WHAT TO PRODUCE: Report every line of the items below that contains the word "black", copying each such line in full.
INFORMATION PROVIDED start
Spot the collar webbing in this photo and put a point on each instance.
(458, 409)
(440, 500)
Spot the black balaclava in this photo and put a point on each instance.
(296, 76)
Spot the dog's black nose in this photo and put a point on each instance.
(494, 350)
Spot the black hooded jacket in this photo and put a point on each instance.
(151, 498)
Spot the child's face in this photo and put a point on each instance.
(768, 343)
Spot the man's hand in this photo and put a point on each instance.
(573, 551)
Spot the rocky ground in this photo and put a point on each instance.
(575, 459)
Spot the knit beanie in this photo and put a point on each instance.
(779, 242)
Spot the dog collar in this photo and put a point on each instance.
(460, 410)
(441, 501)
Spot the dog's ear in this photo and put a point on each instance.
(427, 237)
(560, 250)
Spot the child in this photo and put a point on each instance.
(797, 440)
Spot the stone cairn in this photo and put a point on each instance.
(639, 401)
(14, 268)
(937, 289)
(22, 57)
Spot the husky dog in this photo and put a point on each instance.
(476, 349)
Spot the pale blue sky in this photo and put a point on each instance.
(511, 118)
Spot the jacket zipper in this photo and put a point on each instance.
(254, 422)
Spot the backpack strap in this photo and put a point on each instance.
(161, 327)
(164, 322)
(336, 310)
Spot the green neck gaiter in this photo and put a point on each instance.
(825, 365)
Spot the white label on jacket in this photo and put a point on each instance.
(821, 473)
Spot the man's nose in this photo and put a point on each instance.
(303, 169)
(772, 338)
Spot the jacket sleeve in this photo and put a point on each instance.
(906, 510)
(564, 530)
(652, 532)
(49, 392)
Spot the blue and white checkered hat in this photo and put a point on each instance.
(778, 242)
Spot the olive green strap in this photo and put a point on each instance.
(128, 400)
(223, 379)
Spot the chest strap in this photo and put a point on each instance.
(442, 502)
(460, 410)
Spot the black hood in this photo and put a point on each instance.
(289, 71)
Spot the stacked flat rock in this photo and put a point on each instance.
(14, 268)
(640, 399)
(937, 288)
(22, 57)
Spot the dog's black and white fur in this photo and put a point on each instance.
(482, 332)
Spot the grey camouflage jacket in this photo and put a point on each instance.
INFORMATION PROVIDED end
INFORMATION PROVIDED start
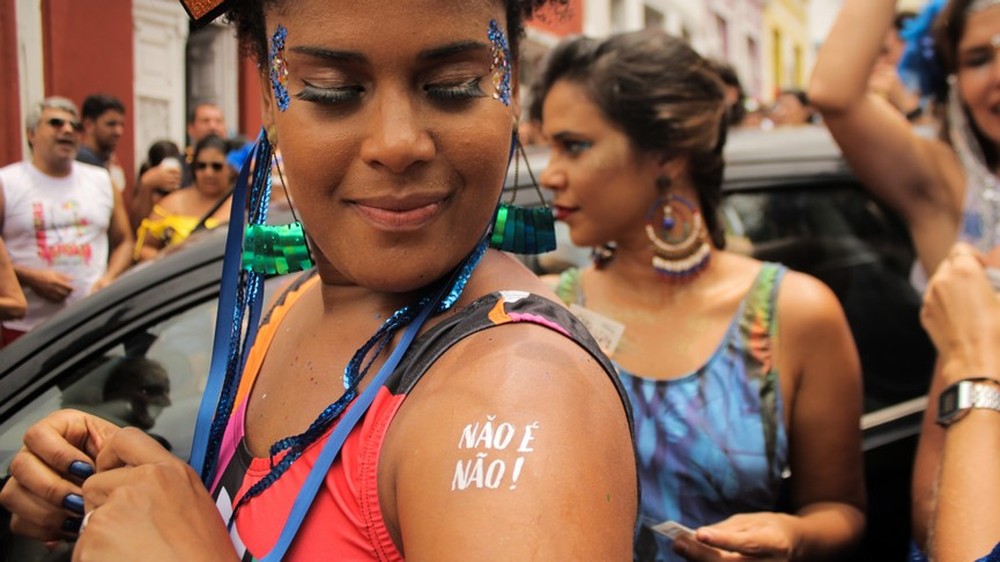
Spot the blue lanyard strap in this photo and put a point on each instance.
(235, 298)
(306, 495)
INFORMATION PROVIDED end
SOLUTION TO THIS TASK:
Spot the black balaclava in this photo and put a point on each instance.
Spot the dog's black nose in this photo and put a point on each instance.
Spot the black hooded jacket in this photo and put a point on each instance.
Spot the black hood in this photo and put a point on each instance.
Spot the dog's black and white fur in this photo and put a point on each instance.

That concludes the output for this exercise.